### [Texte extrait]
Quelle partie de la dette du royaume doit être endossée par l'Ecosse? Et comment calculer cette part: proportionnellement au territoire? Au nombre d'habitants? A la part du PIB? Comment les deux pays se partageront le plateau, riche en gaz et en pétrole? Les Ecossais savent que ces questions ne pourront pas être réglées rapidement. Le précédent est unique et les enjeux sont très grands: beaucoup de choses dépendront, en Europe, du référendum et des événements qui suivront.
Les questions, en Crimée, étaient tout aussi nombreuses. Mais les autorités russes ont décidé qu'elles pouvaient les régler sans l'ingérence de la société, des experts et en ignorant complètement l'avis de l'Ukraine. Au final, la Crimée a été submergée par l'argent fédéral, depuis le début de l'année l'inflation a dépassé 20% et les anciens liens économiques ont été rompus. Les touristes ukrainiens ont cessé de voyager en Crimée, sans que les touristes russes les remplacent. La structure des exportations et des importations a changé de manière très importante, l'ancien système bancaire a disparu, de nombreuses entreprises ont été nationalisées.

### [Informations affichées]
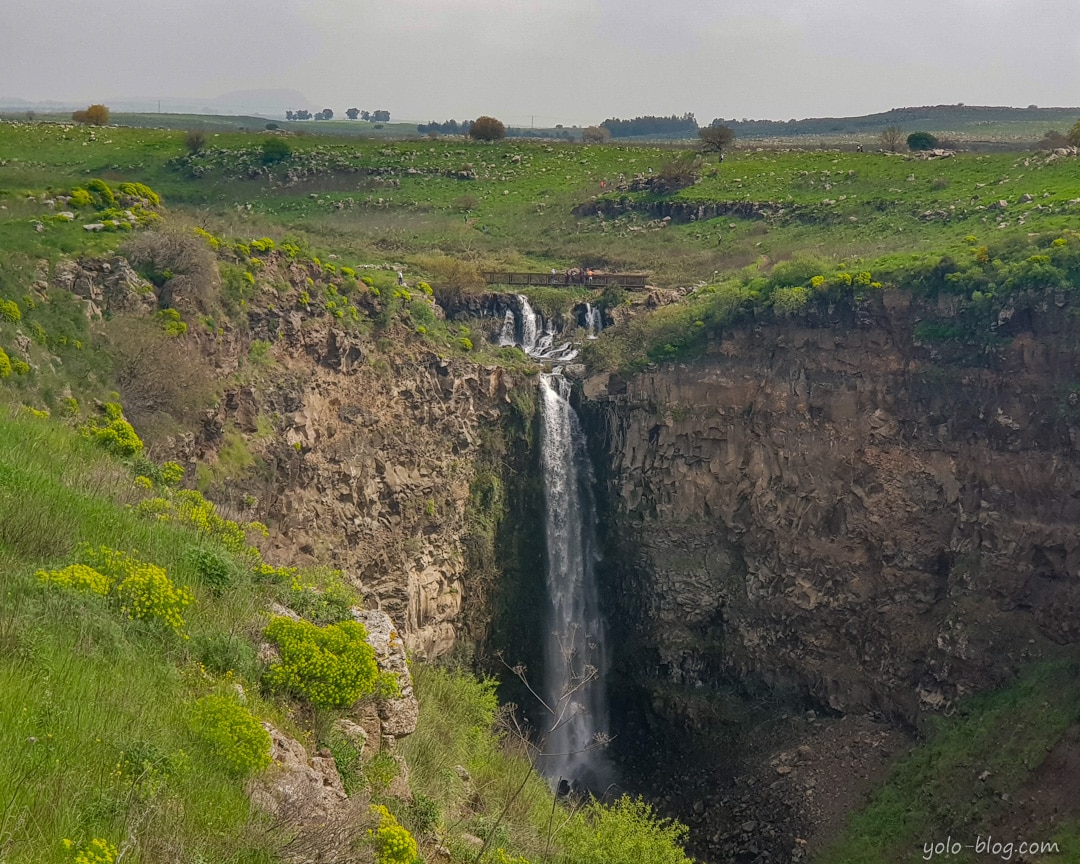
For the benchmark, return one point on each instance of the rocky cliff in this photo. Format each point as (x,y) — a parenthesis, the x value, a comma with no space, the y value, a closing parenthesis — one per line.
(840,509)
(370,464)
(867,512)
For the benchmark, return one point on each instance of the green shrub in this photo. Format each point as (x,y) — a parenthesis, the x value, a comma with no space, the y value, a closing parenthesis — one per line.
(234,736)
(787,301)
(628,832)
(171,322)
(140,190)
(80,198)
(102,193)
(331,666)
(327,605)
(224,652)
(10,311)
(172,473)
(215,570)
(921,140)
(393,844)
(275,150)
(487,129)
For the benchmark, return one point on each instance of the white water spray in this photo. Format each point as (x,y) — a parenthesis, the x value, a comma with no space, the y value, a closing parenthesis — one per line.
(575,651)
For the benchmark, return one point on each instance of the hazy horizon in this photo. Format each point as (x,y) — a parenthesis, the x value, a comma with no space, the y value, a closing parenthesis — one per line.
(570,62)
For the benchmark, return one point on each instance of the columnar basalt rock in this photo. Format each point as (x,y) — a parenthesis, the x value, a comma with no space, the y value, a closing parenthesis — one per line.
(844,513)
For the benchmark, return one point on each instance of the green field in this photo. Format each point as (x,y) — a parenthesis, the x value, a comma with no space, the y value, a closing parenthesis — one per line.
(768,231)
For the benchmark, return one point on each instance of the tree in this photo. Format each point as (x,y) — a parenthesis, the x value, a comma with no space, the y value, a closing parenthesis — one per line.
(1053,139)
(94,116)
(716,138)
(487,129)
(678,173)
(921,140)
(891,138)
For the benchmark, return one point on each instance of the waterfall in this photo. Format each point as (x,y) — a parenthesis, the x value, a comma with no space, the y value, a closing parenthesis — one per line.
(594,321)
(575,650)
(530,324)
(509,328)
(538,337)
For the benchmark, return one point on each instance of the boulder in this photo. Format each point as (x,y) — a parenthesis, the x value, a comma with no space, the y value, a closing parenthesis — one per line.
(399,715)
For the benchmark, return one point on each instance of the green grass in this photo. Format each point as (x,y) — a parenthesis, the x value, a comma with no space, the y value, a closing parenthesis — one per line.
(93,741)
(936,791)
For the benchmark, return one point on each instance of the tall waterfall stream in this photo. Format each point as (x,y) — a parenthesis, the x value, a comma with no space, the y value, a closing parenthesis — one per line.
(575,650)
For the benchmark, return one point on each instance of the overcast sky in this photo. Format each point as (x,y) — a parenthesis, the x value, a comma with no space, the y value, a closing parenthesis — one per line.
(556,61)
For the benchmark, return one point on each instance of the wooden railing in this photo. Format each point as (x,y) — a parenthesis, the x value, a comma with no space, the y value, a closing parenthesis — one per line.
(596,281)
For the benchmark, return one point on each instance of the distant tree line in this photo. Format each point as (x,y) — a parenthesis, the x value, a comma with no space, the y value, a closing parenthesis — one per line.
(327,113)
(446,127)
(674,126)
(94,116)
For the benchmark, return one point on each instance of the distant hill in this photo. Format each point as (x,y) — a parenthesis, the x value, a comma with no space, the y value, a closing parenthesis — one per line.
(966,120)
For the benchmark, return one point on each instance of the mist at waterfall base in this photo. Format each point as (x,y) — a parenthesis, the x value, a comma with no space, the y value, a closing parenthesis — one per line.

### [Énoncé du problème]
Relevez, dans le texte extrait, tous les critères proposés pour calculer la part de la dette du royaume qui reviendrait à l'Écosse.

### [Résultat attendu]
- le territoire
- le nombre d'habitants
- la part du PIB